**EXERCISE GOAL**:
Write out the material from its first line through the line containing "(1349, 695)", keeping every line, and shift each coordinate value in the answers by -25.

**INPUT DATA**:
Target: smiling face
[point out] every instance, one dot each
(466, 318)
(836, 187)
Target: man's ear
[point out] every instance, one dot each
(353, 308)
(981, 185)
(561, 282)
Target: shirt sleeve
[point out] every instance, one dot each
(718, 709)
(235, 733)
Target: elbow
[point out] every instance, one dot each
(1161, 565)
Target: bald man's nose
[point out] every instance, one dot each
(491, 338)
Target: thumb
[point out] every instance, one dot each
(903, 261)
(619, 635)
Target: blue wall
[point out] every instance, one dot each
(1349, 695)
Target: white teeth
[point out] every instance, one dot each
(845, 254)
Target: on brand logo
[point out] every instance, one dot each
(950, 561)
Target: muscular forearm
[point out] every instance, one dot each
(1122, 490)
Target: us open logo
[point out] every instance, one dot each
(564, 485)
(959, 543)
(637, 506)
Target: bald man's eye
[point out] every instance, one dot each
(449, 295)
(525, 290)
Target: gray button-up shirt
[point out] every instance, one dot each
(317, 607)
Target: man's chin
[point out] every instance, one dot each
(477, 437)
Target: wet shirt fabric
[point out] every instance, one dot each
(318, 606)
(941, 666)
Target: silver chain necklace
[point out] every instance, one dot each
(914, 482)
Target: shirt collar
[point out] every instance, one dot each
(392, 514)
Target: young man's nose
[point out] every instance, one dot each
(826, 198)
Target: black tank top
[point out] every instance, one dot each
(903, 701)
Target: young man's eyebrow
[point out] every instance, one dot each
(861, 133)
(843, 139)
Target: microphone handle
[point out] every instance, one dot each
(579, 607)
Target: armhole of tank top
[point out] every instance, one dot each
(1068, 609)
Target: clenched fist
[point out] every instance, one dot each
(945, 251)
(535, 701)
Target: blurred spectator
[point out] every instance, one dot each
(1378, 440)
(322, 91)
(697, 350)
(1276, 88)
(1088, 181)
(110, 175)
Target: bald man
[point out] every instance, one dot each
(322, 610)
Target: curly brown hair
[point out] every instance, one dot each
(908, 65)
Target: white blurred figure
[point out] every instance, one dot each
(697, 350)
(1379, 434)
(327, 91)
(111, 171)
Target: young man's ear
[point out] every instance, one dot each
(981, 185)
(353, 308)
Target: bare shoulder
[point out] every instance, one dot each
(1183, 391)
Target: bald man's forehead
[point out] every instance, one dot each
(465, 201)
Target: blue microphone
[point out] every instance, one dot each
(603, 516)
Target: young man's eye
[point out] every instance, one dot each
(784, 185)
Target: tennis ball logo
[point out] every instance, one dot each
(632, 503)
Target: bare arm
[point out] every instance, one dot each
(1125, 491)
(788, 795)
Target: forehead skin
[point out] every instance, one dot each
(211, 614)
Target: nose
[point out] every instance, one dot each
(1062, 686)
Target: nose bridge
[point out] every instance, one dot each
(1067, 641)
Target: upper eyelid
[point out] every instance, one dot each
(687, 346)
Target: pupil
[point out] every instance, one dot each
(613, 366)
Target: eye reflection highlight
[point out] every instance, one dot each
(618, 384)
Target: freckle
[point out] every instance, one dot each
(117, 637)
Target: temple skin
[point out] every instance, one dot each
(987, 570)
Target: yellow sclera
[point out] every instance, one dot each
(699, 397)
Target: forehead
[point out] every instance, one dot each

**SOLUTION FOR THIS TASK**:
Target: smiling face
[point out] every instance, one dot each
(441, 293)
(811, 162)
Target: man's ear
[point out] every instance, one dot each
(328, 283)
(956, 160)
(536, 257)
Target: shirt sleeve
[point out] every instance, one dot each
(693, 684)
(210, 708)
Target: elbow
[point out] every instance, one dot each
(1136, 540)
Target: bald man's nose
[point out] every instance, one dot each
(466, 313)
Target: thumb
[point out] every instance, one dot each
(878, 236)
(594, 610)
Target: blue wall
[point out] every instance, one dot each
(1324, 670)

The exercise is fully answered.